> _Problem set_
**A)** List the states where the Third View team did fieldwork, according to the text below on the Third View project.
**B)** In the Third View text below, who wrote the field notes that were published on the DVD?
**C)** Reproduce the stretch of the Third View text below from "For me the project" through "projects that followed.".

> _Excerpt_
>>>
1997-2000

THIRD VIEW

Third View added a third image to the pairs made during the Rephotographic Survey Project. It began exactly twenty years after the first rephotography project and used the same methods to repeat photographs made for the western surveys of the 1860s and 1870s. Photographs for this project continued to be made on film, but otherwise Third View differed from the RSP in the extended use of new technologies.

Like the Rephotographic Survey Project, Third View was a collaboration, but unlike the Rephotographic Survey Project the team for this project traveled and worked together in the field throughout the project's duration. The participants were graduate students in the photo program at Arizona State University including Byron Wolfe, Kyle Bajakian, Toshi Ueshina, and Michael Marshall. In the second year, the writer William L. (Bill) Fox joined the team and wrote the field notes that were published on the DVD.

The fieldwork took the team to more than 110 sites in Arizona, Utah, Nevada, Colorado, and Idaho. Fieldwork was intentionally experimental.

One incident in 1998 entailed an early attempt to create a bloglike website based on a field-trip journey through Nevada. The team had mixed results in uploading text and photographs made with an early 1.5 megapixel digital camera (my first) via dial-up modems in motel rooms. We carried a carload of tower computers and cathode ray tube monitors into the field as an experiment and discovered that blogging technology at that time was a little premature for our aspirations.

For me the project began as a way to reconnect to my roots in landscape photography and test my understanding of the relationship between time and change. I could not have predicted the course the project eventually took toward its electronic completion, largely due to the intense and fluid work of the collaboration. It did help cement a longer-term working relationship with Byron Wolfe, the designer and programmer of the project's DVD. Byron and I worked closely together on the disk for several years while preparing the project for publication, and the positive outcomes of that relationship led to more collaborations in projects that followed.
<<<
> _Information provided_
>>>
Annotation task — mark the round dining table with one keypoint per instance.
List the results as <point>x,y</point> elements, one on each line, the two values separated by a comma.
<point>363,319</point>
<<<
> _Exercise responses_
**A)** Arizona, Utah, Nevada, Colorado, Idaho

**B)** William L. (Bill) Fox

**C)**
For me the project began as a way to reconnect to my roots in landscape photography and test my understanding of the relationship between time and change. I could not have predicted the course the project eventually took toward its electronic completion, largely due to the intense and fluid work of the collaboration. It did help cement a longer-term working relationship with Byron Wolfe, the designer and programmer of the project's DVD. Byron and I worked closely together on the disk for several years while preparing the project for publication, and the positive outcomes of that relationship led to more collaborations in projects that followed.